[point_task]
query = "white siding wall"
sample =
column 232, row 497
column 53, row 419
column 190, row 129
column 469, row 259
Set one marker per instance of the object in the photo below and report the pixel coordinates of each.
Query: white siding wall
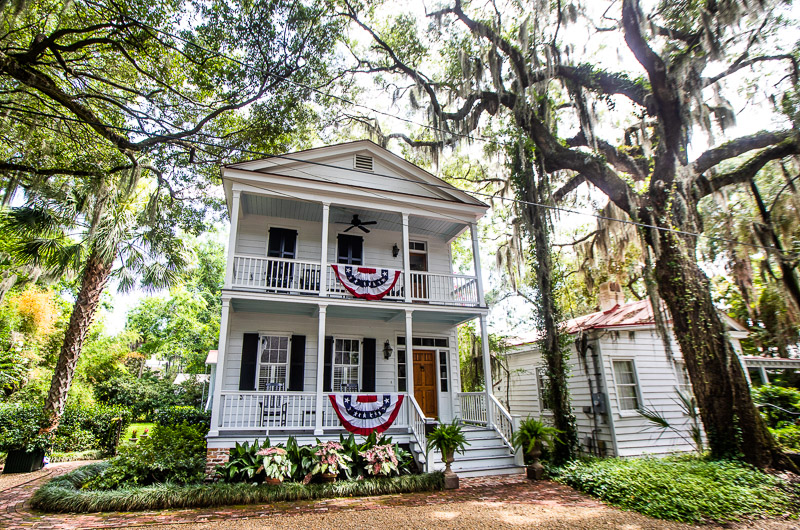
column 253, row 232
column 385, row 370
column 524, row 395
column 657, row 389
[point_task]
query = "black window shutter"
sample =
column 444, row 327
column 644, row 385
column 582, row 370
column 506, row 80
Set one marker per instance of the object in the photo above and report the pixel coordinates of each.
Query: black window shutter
column 297, row 363
column 327, row 374
column 368, row 366
column 247, row 370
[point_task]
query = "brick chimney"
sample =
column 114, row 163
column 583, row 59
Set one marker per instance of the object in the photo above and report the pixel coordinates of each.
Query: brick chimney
column 610, row 296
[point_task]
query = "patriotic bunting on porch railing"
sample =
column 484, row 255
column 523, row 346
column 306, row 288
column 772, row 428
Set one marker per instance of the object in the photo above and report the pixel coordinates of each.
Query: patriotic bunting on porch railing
column 362, row 414
column 365, row 282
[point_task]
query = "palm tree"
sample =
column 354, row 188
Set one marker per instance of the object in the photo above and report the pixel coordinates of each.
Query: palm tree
column 96, row 228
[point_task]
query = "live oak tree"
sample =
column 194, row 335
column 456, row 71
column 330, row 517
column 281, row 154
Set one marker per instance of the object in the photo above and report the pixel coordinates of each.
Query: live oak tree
column 103, row 101
column 511, row 68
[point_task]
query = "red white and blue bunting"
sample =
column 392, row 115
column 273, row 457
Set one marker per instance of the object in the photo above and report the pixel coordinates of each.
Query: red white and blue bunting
column 362, row 414
column 366, row 282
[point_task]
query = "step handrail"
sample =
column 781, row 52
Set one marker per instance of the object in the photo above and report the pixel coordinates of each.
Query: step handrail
column 503, row 422
column 417, row 421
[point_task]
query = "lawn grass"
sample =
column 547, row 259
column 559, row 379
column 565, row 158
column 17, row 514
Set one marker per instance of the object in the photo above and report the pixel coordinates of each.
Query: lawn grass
column 139, row 428
column 64, row 493
column 686, row 489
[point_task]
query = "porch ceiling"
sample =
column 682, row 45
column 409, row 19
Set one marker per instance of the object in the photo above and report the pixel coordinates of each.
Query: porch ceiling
column 350, row 312
column 309, row 211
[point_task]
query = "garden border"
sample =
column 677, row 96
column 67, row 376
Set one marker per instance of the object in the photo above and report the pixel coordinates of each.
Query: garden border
column 63, row 494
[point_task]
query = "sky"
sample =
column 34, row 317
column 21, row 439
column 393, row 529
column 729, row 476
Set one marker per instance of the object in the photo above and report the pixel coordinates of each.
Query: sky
column 605, row 49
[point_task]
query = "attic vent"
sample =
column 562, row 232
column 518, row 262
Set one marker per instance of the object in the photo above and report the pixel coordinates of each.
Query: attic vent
column 363, row 162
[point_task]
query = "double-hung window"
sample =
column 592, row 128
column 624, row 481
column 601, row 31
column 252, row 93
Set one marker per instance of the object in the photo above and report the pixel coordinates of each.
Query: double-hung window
column 346, row 353
column 273, row 360
column 627, row 386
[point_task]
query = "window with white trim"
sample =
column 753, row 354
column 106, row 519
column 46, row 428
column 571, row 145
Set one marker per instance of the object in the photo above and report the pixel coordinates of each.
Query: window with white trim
column 273, row 362
column 346, row 353
column 627, row 386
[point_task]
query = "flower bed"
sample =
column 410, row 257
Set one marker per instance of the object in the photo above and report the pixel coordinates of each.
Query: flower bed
column 686, row 489
column 64, row 493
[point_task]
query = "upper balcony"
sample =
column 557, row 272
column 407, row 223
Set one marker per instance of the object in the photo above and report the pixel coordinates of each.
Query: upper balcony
column 356, row 204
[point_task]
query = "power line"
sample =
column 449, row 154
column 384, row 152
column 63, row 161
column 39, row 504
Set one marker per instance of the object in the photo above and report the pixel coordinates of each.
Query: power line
column 444, row 185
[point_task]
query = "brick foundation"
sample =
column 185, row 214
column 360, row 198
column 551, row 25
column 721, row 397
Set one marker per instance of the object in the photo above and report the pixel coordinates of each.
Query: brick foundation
column 215, row 457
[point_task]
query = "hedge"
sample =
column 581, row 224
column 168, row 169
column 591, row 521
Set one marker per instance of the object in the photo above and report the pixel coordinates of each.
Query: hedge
column 64, row 494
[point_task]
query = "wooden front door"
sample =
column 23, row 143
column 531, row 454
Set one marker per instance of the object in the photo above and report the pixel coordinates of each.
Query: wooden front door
column 425, row 382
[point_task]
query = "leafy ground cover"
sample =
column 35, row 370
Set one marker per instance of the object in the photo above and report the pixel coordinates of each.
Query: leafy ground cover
column 686, row 489
column 65, row 493
column 140, row 429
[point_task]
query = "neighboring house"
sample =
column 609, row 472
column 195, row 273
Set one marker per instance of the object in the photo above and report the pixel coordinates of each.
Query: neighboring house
column 292, row 334
column 618, row 364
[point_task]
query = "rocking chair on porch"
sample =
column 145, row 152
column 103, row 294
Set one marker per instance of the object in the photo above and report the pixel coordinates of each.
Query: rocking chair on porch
column 273, row 413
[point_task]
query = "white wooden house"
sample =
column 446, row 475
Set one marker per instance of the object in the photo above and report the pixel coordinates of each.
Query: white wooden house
column 618, row 364
column 292, row 335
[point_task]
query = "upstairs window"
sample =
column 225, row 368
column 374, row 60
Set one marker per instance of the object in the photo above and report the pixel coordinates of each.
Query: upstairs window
column 273, row 361
column 282, row 243
column 346, row 354
column 351, row 250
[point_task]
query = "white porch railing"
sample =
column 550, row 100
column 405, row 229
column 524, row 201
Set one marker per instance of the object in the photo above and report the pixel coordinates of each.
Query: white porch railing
column 277, row 274
column 335, row 288
column 473, row 407
column 291, row 411
column 448, row 289
column 503, row 421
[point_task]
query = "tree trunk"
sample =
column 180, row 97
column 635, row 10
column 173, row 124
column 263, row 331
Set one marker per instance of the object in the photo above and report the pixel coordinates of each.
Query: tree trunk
column 95, row 277
column 733, row 425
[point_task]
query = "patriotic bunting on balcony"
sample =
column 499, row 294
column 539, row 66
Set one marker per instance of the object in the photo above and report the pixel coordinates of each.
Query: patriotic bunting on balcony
column 365, row 282
column 362, row 414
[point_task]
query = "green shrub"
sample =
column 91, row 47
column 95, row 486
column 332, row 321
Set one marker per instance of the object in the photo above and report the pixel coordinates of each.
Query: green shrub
column 91, row 427
column 182, row 414
column 66, row 493
column 778, row 405
column 20, row 426
column 685, row 489
column 788, row 437
column 175, row 454
column 244, row 464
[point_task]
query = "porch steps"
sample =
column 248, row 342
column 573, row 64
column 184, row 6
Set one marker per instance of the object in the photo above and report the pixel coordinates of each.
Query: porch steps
column 485, row 455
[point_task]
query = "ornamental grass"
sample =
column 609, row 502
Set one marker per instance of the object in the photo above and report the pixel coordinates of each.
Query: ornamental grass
column 64, row 493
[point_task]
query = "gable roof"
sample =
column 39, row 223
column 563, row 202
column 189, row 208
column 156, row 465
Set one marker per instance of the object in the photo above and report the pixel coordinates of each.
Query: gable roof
column 630, row 314
column 330, row 164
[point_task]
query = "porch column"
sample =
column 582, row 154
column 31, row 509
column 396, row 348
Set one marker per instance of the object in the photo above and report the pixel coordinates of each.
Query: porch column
column 476, row 259
column 409, row 353
column 406, row 264
column 232, row 239
column 323, row 309
column 487, row 370
column 219, row 379
column 323, row 255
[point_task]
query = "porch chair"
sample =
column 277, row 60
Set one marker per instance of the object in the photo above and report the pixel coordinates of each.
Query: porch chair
column 274, row 407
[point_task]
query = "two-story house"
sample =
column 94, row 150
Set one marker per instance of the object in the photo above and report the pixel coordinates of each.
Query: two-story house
column 296, row 330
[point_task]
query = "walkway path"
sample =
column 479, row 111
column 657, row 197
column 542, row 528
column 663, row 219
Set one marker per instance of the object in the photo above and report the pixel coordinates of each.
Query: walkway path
column 486, row 503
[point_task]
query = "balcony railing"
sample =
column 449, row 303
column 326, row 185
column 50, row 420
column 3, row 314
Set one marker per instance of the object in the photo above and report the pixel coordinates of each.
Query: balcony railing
column 280, row 275
column 276, row 274
column 289, row 411
column 336, row 289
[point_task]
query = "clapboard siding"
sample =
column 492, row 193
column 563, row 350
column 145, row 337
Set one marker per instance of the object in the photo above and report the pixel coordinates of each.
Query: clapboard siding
column 385, row 370
column 658, row 383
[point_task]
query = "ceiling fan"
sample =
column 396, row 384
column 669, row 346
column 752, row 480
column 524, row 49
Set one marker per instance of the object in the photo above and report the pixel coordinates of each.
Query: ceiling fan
column 358, row 223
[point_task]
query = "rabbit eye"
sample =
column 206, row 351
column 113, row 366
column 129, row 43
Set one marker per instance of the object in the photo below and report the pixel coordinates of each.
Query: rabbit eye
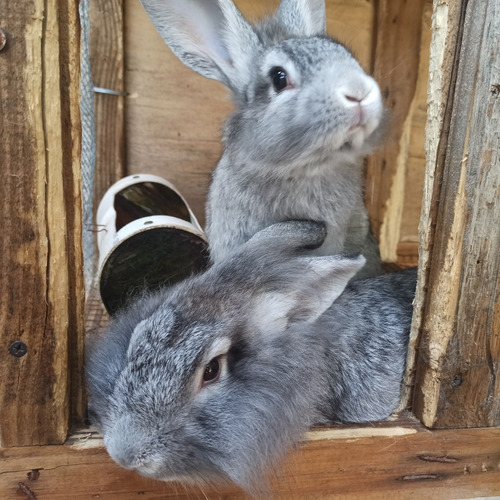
column 280, row 79
column 212, row 371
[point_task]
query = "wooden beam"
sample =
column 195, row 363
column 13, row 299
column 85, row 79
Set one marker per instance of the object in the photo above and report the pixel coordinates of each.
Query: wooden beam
column 401, row 460
column 41, row 283
column 458, row 307
column 397, row 69
column 107, row 60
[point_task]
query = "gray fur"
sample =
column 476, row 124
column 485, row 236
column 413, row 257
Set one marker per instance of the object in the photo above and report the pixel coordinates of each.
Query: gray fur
column 287, row 155
column 295, row 351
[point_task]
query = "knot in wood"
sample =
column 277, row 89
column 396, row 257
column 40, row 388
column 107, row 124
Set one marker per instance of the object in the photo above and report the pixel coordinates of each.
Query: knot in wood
column 3, row 39
column 18, row 349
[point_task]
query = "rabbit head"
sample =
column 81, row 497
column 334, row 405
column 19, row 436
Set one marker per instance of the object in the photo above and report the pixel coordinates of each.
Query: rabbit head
column 300, row 95
column 214, row 379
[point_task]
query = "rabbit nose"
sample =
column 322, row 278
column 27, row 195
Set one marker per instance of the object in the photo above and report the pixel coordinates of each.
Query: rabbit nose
column 353, row 96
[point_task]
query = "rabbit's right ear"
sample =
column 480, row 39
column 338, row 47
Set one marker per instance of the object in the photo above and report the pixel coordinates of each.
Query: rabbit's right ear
column 290, row 235
column 303, row 17
column 209, row 36
column 309, row 286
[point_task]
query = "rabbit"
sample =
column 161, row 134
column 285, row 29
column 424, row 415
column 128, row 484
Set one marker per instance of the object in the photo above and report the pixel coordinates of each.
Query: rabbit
column 215, row 378
column 306, row 115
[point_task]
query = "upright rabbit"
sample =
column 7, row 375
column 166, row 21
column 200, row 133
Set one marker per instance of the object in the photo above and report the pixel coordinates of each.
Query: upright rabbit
column 306, row 114
column 215, row 378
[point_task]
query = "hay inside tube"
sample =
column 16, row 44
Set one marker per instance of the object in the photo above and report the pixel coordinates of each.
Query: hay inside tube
column 148, row 237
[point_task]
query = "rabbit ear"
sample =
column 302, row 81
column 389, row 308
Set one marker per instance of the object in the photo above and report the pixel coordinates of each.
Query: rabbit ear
column 209, row 36
column 303, row 17
column 316, row 282
column 290, row 235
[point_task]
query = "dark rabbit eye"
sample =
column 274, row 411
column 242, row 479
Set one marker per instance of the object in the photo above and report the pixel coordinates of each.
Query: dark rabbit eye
column 280, row 79
column 212, row 371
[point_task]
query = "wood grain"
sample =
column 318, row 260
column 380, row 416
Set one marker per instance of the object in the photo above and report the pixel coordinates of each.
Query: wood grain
column 393, row 190
column 458, row 363
column 107, row 61
column 384, row 461
column 41, row 303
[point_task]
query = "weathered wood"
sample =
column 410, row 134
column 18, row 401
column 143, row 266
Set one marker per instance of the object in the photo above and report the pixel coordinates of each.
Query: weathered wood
column 368, row 462
column 458, row 307
column 174, row 116
column 395, row 171
column 108, row 70
column 41, row 283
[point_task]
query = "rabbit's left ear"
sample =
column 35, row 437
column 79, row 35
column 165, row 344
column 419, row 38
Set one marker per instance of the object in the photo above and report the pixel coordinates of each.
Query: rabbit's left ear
column 209, row 36
column 303, row 17
column 308, row 290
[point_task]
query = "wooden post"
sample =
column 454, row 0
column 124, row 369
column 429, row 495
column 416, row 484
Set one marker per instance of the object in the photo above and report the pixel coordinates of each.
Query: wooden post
column 107, row 60
column 41, row 283
column 397, row 69
column 457, row 304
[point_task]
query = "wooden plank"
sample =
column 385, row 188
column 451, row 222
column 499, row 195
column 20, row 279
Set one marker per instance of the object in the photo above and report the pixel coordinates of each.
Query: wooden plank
column 41, row 299
column 107, row 61
column 174, row 116
column 458, row 363
column 371, row 462
column 400, row 68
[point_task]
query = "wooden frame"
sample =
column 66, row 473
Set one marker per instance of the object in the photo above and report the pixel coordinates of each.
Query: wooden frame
column 457, row 305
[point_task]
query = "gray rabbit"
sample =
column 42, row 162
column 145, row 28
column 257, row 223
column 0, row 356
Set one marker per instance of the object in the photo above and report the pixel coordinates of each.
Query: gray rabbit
column 306, row 114
column 217, row 377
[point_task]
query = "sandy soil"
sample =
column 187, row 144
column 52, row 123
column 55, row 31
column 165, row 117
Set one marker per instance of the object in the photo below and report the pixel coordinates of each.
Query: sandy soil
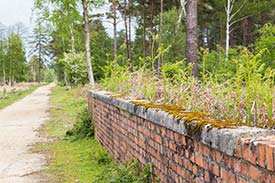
column 16, row 87
column 18, row 131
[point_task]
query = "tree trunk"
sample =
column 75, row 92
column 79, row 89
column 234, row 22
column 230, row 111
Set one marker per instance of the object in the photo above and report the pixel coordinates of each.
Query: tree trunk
column 227, row 34
column 144, row 35
column 126, row 33
column 151, row 26
column 39, row 62
column 192, row 35
column 130, row 31
column 115, row 32
column 247, row 31
column 160, row 38
column 3, row 66
column 87, row 43
column 72, row 38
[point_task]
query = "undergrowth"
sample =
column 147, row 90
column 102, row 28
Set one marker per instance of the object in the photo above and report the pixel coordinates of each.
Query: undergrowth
column 78, row 157
column 8, row 98
column 240, row 89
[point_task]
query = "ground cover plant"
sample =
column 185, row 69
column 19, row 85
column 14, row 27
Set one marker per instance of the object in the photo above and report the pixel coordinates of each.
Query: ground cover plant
column 7, row 98
column 240, row 90
column 74, row 154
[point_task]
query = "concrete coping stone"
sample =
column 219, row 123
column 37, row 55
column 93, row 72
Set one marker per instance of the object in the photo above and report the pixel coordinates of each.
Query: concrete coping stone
column 225, row 139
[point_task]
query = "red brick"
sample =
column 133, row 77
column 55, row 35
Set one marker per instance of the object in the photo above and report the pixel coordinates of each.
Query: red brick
column 207, row 176
column 269, row 157
column 236, row 165
column 241, row 180
column 245, row 151
column 215, row 169
column 261, row 155
column 219, row 157
column 198, row 180
column 195, row 170
column 227, row 176
column 199, row 161
column 206, row 150
column 228, row 161
column 253, row 173
column 264, row 177
column 244, row 169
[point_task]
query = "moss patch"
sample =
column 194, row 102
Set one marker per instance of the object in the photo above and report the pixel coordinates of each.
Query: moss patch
column 194, row 121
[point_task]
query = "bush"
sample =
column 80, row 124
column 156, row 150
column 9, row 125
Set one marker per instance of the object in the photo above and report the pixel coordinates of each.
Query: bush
column 83, row 127
column 130, row 172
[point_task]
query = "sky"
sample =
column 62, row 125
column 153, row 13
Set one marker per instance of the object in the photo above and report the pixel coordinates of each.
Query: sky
column 14, row 11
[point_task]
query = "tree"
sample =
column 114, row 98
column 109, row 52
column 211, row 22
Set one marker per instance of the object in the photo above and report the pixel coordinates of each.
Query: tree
column 75, row 68
column 192, row 35
column 39, row 44
column 16, row 59
column 230, row 15
column 87, row 44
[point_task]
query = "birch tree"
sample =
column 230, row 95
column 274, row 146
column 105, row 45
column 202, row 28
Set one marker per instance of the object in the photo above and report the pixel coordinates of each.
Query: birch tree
column 87, row 43
column 230, row 15
column 192, row 35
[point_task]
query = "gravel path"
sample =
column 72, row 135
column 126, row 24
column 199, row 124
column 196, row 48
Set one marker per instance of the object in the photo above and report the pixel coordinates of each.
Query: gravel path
column 18, row 131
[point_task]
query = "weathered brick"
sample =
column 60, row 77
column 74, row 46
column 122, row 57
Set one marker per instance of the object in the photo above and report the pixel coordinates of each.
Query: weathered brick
column 270, row 157
column 227, row 177
column 207, row 176
column 241, row 180
column 261, row 154
column 219, row 156
column 253, row 172
column 199, row 160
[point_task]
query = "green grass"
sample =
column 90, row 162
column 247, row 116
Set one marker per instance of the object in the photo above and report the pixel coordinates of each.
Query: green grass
column 71, row 160
column 81, row 160
column 10, row 98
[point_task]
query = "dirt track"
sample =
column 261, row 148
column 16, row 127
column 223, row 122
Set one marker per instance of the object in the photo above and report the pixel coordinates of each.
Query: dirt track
column 18, row 125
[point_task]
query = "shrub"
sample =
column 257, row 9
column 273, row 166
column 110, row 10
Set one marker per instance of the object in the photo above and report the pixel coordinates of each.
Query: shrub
column 83, row 127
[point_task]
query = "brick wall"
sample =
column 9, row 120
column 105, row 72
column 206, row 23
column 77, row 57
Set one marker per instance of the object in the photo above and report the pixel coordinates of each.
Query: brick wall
column 127, row 131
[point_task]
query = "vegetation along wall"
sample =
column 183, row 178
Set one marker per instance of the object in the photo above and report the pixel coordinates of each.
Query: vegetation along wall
column 178, row 151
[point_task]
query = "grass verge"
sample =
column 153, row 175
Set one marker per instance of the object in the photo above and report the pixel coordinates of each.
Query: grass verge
column 9, row 98
column 83, row 160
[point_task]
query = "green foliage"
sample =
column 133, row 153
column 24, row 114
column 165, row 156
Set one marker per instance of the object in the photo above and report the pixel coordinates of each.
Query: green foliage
column 103, row 157
column 119, row 75
column 83, row 126
column 8, row 98
column 75, row 68
column 128, row 172
column 16, row 61
column 266, row 41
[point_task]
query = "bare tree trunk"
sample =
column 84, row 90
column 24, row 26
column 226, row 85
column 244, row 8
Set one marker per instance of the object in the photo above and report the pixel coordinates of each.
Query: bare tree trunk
column 151, row 26
column 39, row 62
column 160, row 38
column 87, row 44
column 192, row 35
column 227, row 34
column 115, row 32
column 126, row 32
column 3, row 65
column 247, row 31
column 229, row 22
column 130, row 31
column 72, row 38
column 144, row 36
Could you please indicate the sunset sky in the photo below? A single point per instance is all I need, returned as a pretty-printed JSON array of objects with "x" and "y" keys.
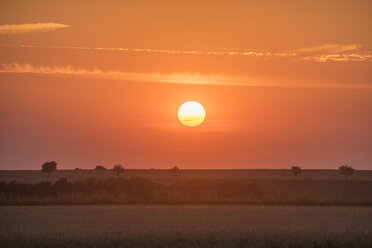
[{"x": 283, "y": 83}]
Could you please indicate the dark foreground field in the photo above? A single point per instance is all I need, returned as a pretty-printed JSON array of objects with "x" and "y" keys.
[
  {"x": 35, "y": 176},
  {"x": 275, "y": 187},
  {"x": 185, "y": 226}
]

==========

--- Task statement ---
Although the records above contain pictures, the copy must not; set down exactly the lines from the one with "column 165, row 117" up to and including the one with "column 230, row 111".

--- Task output ---
column 165, row 117
Set one marker per instance of the object in the photo below and report the pixel coordinates of each.
Query: sandy soil
column 16, row 87
column 18, row 131
[point_task]
query = "tree trunk"
sample =
column 75, row 92
column 79, row 89
column 234, row 22
column 230, row 111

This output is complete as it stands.